TASK STATEMENT:
Below are records to reproduce in full; copy them exactly but keep the pictures out.

============

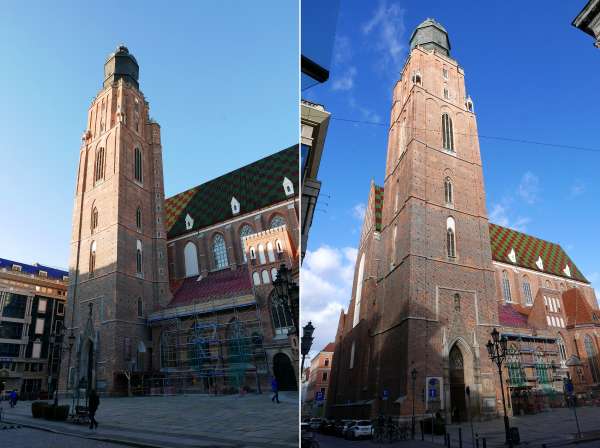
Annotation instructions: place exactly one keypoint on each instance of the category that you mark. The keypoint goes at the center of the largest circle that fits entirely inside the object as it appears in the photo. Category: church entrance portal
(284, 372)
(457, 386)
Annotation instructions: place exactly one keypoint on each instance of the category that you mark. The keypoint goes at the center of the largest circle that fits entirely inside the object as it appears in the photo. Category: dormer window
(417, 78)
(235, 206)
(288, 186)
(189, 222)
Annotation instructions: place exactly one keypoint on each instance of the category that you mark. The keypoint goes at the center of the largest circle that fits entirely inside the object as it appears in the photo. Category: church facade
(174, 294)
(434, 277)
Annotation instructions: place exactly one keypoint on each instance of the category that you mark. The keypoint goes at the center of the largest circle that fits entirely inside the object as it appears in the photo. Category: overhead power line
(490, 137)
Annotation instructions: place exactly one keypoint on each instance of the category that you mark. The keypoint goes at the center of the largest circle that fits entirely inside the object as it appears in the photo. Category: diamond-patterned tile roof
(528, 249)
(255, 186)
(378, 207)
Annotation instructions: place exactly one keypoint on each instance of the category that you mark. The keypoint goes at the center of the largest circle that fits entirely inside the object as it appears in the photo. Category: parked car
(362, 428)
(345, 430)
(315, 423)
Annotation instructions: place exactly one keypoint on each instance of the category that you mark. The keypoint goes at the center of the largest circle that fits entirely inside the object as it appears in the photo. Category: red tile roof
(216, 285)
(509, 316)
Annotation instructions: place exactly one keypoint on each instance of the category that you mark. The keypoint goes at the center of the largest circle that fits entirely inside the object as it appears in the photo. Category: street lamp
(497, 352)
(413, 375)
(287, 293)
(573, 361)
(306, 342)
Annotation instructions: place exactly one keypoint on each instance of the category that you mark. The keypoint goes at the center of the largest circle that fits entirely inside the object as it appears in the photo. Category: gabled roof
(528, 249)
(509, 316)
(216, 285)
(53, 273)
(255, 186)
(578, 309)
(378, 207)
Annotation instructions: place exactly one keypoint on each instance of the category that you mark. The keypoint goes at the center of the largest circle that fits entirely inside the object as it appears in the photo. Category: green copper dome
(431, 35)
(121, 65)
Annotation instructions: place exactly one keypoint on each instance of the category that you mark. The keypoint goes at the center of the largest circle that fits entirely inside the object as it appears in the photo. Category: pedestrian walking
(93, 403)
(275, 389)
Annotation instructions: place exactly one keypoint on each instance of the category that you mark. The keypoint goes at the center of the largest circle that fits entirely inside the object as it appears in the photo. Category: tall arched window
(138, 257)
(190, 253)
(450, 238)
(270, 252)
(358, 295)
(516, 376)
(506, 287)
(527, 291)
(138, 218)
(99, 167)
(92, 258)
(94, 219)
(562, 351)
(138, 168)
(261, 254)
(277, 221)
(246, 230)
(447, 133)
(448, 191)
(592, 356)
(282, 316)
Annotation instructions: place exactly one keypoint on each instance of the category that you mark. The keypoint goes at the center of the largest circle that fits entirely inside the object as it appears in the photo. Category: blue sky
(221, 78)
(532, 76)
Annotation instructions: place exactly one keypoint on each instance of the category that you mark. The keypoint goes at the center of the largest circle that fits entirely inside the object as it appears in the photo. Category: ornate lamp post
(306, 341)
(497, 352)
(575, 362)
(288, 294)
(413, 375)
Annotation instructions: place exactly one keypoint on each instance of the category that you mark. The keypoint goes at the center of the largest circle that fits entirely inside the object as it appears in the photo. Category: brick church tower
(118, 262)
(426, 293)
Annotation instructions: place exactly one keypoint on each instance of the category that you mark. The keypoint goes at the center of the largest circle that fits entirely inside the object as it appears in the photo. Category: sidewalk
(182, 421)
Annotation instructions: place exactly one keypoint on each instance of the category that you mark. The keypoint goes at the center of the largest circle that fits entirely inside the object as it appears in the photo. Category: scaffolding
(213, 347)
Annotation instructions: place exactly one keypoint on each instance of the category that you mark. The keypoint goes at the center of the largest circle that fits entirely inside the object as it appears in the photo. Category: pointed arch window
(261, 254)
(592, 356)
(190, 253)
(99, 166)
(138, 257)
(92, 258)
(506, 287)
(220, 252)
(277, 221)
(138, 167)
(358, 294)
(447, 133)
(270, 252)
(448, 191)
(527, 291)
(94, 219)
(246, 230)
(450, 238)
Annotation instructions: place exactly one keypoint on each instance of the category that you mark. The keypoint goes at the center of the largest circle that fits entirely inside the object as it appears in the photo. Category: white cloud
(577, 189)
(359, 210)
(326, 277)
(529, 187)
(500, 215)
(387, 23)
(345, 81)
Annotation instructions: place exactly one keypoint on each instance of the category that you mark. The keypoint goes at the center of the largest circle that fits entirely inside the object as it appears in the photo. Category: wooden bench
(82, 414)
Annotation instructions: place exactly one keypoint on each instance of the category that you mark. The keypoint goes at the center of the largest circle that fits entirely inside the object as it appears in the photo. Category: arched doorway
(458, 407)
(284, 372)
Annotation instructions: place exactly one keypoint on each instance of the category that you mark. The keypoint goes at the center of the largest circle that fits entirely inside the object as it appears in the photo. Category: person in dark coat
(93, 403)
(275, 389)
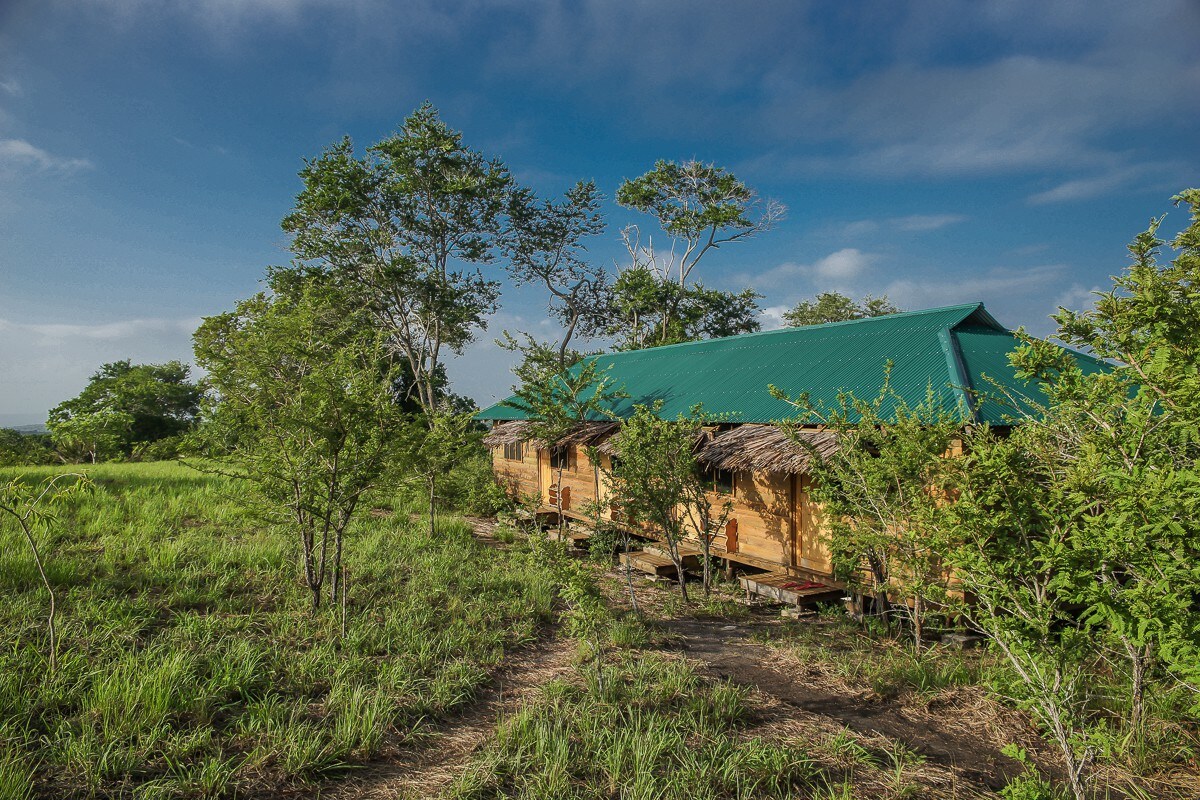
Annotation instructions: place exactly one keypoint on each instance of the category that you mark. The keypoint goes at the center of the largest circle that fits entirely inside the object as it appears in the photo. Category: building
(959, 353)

============

SOLUTION FOR THIS PROBLEM:
Annotation instructions: place exactly one keypoint on each instance of the category that you mark. The keypoint goes at the center of the largest circle that fits entirely inside the object as it appears in the photo. Category: church entrance portal
(284, 372)
(457, 386)
Annotation instructions: place exactly one keypoint on each instance of the category that you mark. The keypoint goes at the center of the largest circle that fits entirely inside the object as it appears in the photo. Category: dormer window
(417, 78)
(235, 206)
(288, 186)
(189, 222)
Annotation instructions: place exactly one keypoint on each instance of the category that you mark. The keypoint goes at the center of the largest circle that fits entirely inside the object as it appears in the photo. Category: church facade
(174, 294)
(434, 277)
Annotation instructions: place exactly one keypoint on each instance of the category that you mark. The keypoint goes at the center of the largest circle that fits entirely inside the object as it appears in the photo. Category: overhead power line
(490, 137)
Annotation instructions: place exactly one keypoint on each instance of the category that you mark. The keypoint goes at the center of the largest circle that fits entirely inside the object as it appears in the photo. Category: diamond-patterned tile roof
(528, 249)
(255, 186)
(378, 207)
Annotation instructions: place exactly one keypoint on each instance of the category that you mark. The keypoint goes at the center of the largest circle that fits entirely inside the object as it appears in the photo. Category: parked car
(362, 428)
(345, 430)
(315, 423)
Annotation instructions: place exactly one keypoint on each instance of the category that you mark. The keypoint goes at the center of the largest circle that fits entirely inside the object as it appears in the photo. Category: red tile roof
(216, 285)
(509, 316)
Annotation instructions: place exactly one keypoint on each instance of the category that you mark. The keypoint goes at the center of the largest circle that fits entirely inside the object as it appears in the photo. Category: street lamp
(497, 352)
(413, 375)
(287, 293)
(573, 361)
(306, 342)
Annotation instructions: place exactly one keypoint on each instance of the category that you mark. The keypoint goes at the center of the largest circle that fits entirely inside the object as it appears in the photo. Category: gabled roof
(528, 249)
(509, 316)
(216, 285)
(53, 273)
(255, 186)
(578, 309)
(378, 207)
Annotation instructions: place exactly one keypoint on each instance of the category that you mark. The keypoint goes at the center of the largest circle that fits entirely inside the object as it appears in the photo. Category: green copper dome
(431, 35)
(121, 65)
Annotation instructions: place exactly one keypoint on each instance of the category that you mark. The keypoint goes at the center of the largest circle that fits entirely inside the object as it appears in the photo. Category: pedestrian walking
(93, 403)
(275, 389)
Annotation instructions: place exactly one keypoint on each instance of the category that you mark. The keypoint goes at the center of the largest circle that fits entirely inside the object as it appears in the photo. Category: tall arched window
(138, 257)
(190, 253)
(450, 238)
(270, 252)
(358, 295)
(516, 376)
(506, 287)
(527, 291)
(138, 218)
(99, 167)
(92, 258)
(94, 219)
(562, 351)
(138, 168)
(261, 254)
(277, 221)
(246, 230)
(447, 133)
(448, 191)
(592, 356)
(282, 316)
Annotation instructions: place exactly one keypoint on each instance of the category that you mark. The keypoint goes at the center of the largest circle that fits entirely inside the object as it appears in the photo. Category: blue sky
(221, 78)
(532, 76)
Annotation instructions: place exactly one keypoint on each instance of the category that you mark. The keypoint goes at the center of the largest circle that fits entirely inside the object as it appears in the photo. Category: ornate lamp post
(306, 341)
(497, 352)
(575, 362)
(288, 294)
(413, 375)
Annotation instructions: place exactly one keypoint on each instance of the category that you mark. The keypoint goes at the center of the largest circle that fits entirely inside the object as it appears in the photo. Category: brick church tower
(118, 262)
(426, 293)
Annotation instructions: place exactly one keypoint on each instance of the category that you mark. The keypoint goes at the center of the largest circle that fits entirely inside the object as it appears in the photo. Category: sidewalk
(182, 421)
Annotation instructions: place exactly one keypoint on each instance of the category that you mark. The keypoint goes at the center of the largest circle that fits entirely inside the object as it appears in the photo. Category: scaffolding
(213, 347)
Annotation instructions: place exactly one keypoint on each instance of the category that you mark. The keypoint goes at the center of the largest circle that fits entirely inside the object as it appears in the photo. Category: pointed arch window
(261, 254)
(592, 356)
(190, 253)
(99, 166)
(138, 257)
(92, 258)
(506, 287)
(220, 252)
(277, 221)
(138, 167)
(358, 294)
(447, 133)
(270, 252)
(448, 191)
(527, 291)
(94, 219)
(246, 230)
(450, 238)
Annotation instructions: place exactly one keypoint on each instance of the category that you mark. The keypoint goes at the center of the largest circle that fits entirely inside the object as it appears in the photo. Category: white cloud
(577, 189)
(359, 210)
(326, 277)
(529, 187)
(500, 215)
(387, 23)
(345, 81)
Annotation instructions: place exactly one keypoint on each instance of the category that you mark. The keypoint goes at the center of the largest circle that fits entirely inside the object as it appears in the photo. Category: wooden bench
(82, 414)
Annotation instructions: place exactly one keypoint on each instance of the category that you mark. The keypoint goes at the center of the largest circle that fits entirely inside the object as it appears in the photo. Category: arched doorway
(458, 407)
(284, 372)
Annotation instructions: place exactly one keypoint on each instance of the category that you mark. The keypoint goes at the center of the largest circle that fits entirely inside the object as it appears in the photo. Category: person in dark coat
(93, 403)
(275, 389)
Annotation instructions: place exactly one keypoint on each instance of the category that you mark. The keypoint goes at the center of the largest circle that fits entirely inside the object as it appears in the photo. Category: building
(959, 353)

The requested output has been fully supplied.